- _Verilen metin_:

Bitmez bu dahalar!
Bitmez bitiremez içimizdeki azgın nefis.
Nefes aldıkça devam edecek bu anlamsız yorgunluğumuz besbelli...
Mutlu bir birey olabilmek mevzu bahis ise üzerinde duracağımız temel kavram doygunluk hissi olmalı. Bu hissin karşılığı olmadan kişinin mutlu huzurlu olabilmesi pek mümkün olmuyor ve kelime dağarcığına ''DAHA'' sözcüğünün eklenmesiyle de kişi adına tehlikeli süreç de başlamış oluyor. İnsanın kendisiyle imtihanının baş aktörü ''DAHA'' her cümlenin içinde kendine yer buldukça huzurda bir o kadar kaçıyor, kalplerden gönüllerden...

- _Görev 1_: Kayıtlarda "query" dizesini içeren bütün satırları seçip ayırın.
Metin ile kayıtlar arasında hiçbir bağ yoktur.

- _Verilen kayıtlar_:
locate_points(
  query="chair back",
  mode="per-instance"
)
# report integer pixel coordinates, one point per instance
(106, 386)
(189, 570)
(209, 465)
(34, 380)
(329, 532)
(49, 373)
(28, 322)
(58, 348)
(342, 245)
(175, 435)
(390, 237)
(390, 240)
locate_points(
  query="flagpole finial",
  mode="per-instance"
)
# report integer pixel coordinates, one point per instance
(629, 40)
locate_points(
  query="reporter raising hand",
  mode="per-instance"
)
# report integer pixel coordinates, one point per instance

- _Görev 2_:
Metne göre aşağıdaki soruları yanıtlayın.
(a) Nefes aldıkça ne devam edecek?
(b) Mutlu bir birey olabilmek söz konusuysa üzerinde durulacak temel kavram ne olmalı?
(c) Kişinin kelime dağarcığına hangi sözcüğün eklenmesiyle tehlikeli süreç başlamış oluyor?

- _Çözüm 1_:
  query="chair back",
  query="flagpole finial",
  query="reporter raising hand",

- _Çözüm 2_:
(a) Anlamsız yorgunluğumuz.
(b) Doygunluk hissi.
(c) "DAHA" sözcüğü.